## MATERIAL FOR THIS TASK
----------

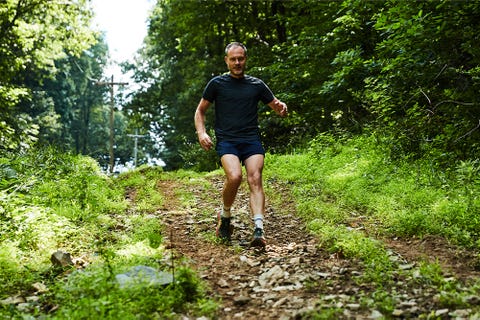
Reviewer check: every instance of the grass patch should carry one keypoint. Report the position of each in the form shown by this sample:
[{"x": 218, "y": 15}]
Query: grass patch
[{"x": 66, "y": 203}]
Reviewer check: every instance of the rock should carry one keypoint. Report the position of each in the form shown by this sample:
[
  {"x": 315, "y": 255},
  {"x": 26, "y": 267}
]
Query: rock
[
  {"x": 398, "y": 313},
  {"x": 39, "y": 287},
  {"x": 375, "y": 315},
  {"x": 441, "y": 312},
  {"x": 222, "y": 283},
  {"x": 61, "y": 259},
  {"x": 145, "y": 276},
  {"x": 13, "y": 300},
  {"x": 241, "y": 300},
  {"x": 271, "y": 276}
]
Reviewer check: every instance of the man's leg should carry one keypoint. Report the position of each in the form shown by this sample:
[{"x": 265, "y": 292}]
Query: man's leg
[
  {"x": 233, "y": 172},
  {"x": 254, "y": 165}
]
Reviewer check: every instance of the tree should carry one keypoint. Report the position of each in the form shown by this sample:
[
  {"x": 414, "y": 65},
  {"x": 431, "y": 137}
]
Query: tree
[{"x": 33, "y": 35}]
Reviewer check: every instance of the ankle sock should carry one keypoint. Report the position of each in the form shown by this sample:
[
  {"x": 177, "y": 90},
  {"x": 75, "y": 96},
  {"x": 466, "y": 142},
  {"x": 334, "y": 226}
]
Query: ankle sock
[
  {"x": 226, "y": 212},
  {"x": 258, "y": 220}
]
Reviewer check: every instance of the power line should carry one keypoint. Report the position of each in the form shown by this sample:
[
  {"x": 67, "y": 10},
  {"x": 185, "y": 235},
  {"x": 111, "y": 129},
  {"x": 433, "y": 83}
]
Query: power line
[{"x": 111, "y": 83}]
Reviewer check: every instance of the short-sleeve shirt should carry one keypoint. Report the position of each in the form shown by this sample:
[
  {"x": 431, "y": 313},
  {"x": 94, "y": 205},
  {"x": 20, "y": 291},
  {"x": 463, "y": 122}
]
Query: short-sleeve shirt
[{"x": 236, "y": 106}]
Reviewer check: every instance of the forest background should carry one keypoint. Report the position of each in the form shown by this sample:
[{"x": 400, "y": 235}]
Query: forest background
[
  {"x": 407, "y": 74},
  {"x": 384, "y": 131}
]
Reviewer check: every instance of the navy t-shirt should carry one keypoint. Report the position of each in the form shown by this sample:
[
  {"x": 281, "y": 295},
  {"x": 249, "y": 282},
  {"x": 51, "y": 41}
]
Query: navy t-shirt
[{"x": 236, "y": 106}]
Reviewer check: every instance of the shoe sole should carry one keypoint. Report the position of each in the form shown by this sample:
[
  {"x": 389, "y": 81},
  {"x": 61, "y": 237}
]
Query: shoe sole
[
  {"x": 258, "y": 242},
  {"x": 217, "y": 230}
]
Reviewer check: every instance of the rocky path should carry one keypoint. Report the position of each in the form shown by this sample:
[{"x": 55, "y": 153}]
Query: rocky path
[{"x": 291, "y": 277}]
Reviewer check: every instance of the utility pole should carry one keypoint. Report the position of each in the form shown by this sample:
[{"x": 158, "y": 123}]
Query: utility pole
[
  {"x": 135, "y": 136},
  {"x": 112, "y": 113}
]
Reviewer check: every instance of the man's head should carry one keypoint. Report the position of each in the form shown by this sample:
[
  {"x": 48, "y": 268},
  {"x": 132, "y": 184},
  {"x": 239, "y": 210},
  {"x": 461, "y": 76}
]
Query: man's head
[{"x": 236, "y": 58}]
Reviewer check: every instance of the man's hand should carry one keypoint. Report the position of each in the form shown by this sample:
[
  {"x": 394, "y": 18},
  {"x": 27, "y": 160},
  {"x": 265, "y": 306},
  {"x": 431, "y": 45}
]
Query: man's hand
[
  {"x": 205, "y": 140},
  {"x": 280, "y": 107}
]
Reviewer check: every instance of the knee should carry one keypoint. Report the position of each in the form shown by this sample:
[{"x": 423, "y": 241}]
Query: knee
[
  {"x": 234, "y": 178},
  {"x": 255, "y": 179}
]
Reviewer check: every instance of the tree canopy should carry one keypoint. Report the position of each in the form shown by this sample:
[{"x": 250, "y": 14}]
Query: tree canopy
[{"x": 407, "y": 73}]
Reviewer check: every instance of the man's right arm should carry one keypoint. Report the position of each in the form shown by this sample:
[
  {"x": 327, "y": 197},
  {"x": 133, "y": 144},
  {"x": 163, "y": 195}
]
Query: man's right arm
[{"x": 203, "y": 138}]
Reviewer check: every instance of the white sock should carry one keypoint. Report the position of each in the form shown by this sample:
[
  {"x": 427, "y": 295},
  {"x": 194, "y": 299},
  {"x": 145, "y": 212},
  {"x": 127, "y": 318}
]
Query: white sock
[
  {"x": 226, "y": 212},
  {"x": 258, "y": 220}
]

----------

## PROBLEM TO SOLVE
Would you please transcribe the listing in full, exactly, while omitting the images?

## COMPLETED TASK
Reviewer check: every instance of the grass patch should carry one keypoint. Report the position of each in the form shown by this sample:
[{"x": 218, "y": 15}]
Query: grass patch
[{"x": 66, "y": 203}]
Reviewer check: every instance of the rock should carry one keypoint. Report the position of each in the form shown by this sample:
[
  {"x": 315, "y": 255},
  {"x": 26, "y": 267}
]
Query: rock
[
  {"x": 398, "y": 313},
  {"x": 39, "y": 287},
  {"x": 375, "y": 315},
  {"x": 441, "y": 312},
  {"x": 222, "y": 283},
  {"x": 61, "y": 259},
  {"x": 145, "y": 276},
  {"x": 13, "y": 300},
  {"x": 241, "y": 300},
  {"x": 271, "y": 276}
]
Reviewer check: every instance of the man's leg should carry one keypoint. Report the position of each in the form shown by this sample:
[{"x": 265, "y": 292}]
Query: man's leg
[
  {"x": 233, "y": 172},
  {"x": 254, "y": 165}
]
Reviewer check: every instance of the tree should carry one keypoint. Report the position of each in the form shown by this sample:
[
  {"x": 414, "y": 65},
  {"x": 431, "y": 137}
]
Query: tree
[{"x": 33, "y": 35}]
Reviewer check: every instance of the ankle sock should carry one keypoint. Report the position of each in the form shown by this sample:
[
  {"x": 177, "y": 90},
  {"x": 75, "y": 96},
  {"x": 466, "y": 142},
  {"x": 334, "y": 226}
]
Query: ankle sock
[
  {"x": 226, "y": 212},
  {"x": 258, "y": 220}
]
Reviewer check: every instance of the power line should carry one keypoint. Report the position of each in the form shown by this sample:
[
  {"x": 67, "y": 10},
  {"x": 185, "y": 235},
  {"x": 111, "y": 129},
  {"x": 433, "y": 83}
]
Query: power line
[{"x": 111, "y": 83}]
Reviewer check: every instance of the short-sleeve shirt should carry one keypoint. Report the position of each in the form shown by this sample:
[
  {"x": 431, "y": 313},
  {"x": 94, "y": 205},
  {"x": 20, "y": 291},
  {"x": 463, "y": 122}
]
Query: short-sleeve shirt
[{"x": 236, "y": 106}]
Reviewer check: every instance of the forest background should carry one keypoint. Report the position of each in the form shown by this sample:
[{"x": 400, "y": 235}]
Query: forest background
[
  {"x": 407, "y": 74},
  {"x": 384, "y": 131}
]
Reviewer check: every instance of the navy t-shirt should carry one keypoint. Report the position of each in the form shown by this sample:
[
  {"x": 281, "y": 295},
  {"x": 249, "y": 282},
  {"x": 51, "y": 41}
]
Query: navy t-shirt
[{"x": 236, "y": 106}]
Reviewer check: every instance of the shoe sole should carry one keypoint. Report the position of each in the form shown by this sample:
[
  {"x": 389, "y": 81},
  {"x": 61, "y": 237}
]
Query: shoe sole
[
  {"x": 258, "y": 242},
  {"x": 217, "y": 230}
]
Reviewer check: every instance of the rocky path should carry one keypoint. Report the position of each in the form shown by this sample:
[{"x": 55, "y": 153}]
Query: rocky path
[{"x": 291, "y": 277}]
Reviewer check: every instance of the utility pole should carry one keypoint. Report the position of each in the form shown by this sample:
[{"x": 158, "y": 123}]
Query: utility pole
[
  {"x": 135, "y": 136},
  {"x": 112, "y": 113}
]
Reviewer check: every instance of the man's head should carry one keypoint. Report the position of each in the form shown by this sample:
[
  {"x": 48, "y": 268},
  {"x": 132, "y": 184},
  {"x": 239, "y": 210},
  {"x": 461, "y": 76}
]
Query: man's head
[{"x": 236, "y": 58}]
Reviewer check: every instance of the man's hand should carry one keypoint. Report the position of each in the form shown by this sample:
[
  {"x": 394, "y": 18},
  {"x": 27, "y": 160},
  {"x": 265, "y": 306},
  {"x": 431, "y": 45}
]
Query: man's hand
[
  {"x": 205, "y": 140},
  {"x": 280, "y": 107}
]
Reviewer check: every instance of the knee should carry one keypoint. Report the position of each in the form shown by this sample:
[{"x": 423, "y": 241}]
Query: knee
[
  {"x": 234, "y": 178},
  {"x": 255, "y": 179}
]
Reviewer check: every instance of the tree canopy should carry one keypoint. Report the position of each in the form shown by this sample:
[{"x": 250, "y": 14}]
Query: tree canopy
[{"x": 407, "y": 73}]
Reviewer check: every instance of the man's right arm should carry one keypoint. Report the position of each in the form shown by this sample:
[
  {"x": 327, "y": 197},
  {"x": 133, "y": 144},
  {"x": 163, "y": 195}
]
Query: man's right arm
[{"x": 203, "y": 138}]
Reviewer check: every instance of the white sock should carry one keypoint. Report the position of each in the form shown by this sample:
[
  {"x": 427, "y": 295},
  {"x": 194, "y": 299},
  {"x": 145, "y": 212},
  {"x": 127, "y": 318}
]
Query: white sock
[
  {"x": 226, "y": 212},
  {"x": 258, "y": 220}
]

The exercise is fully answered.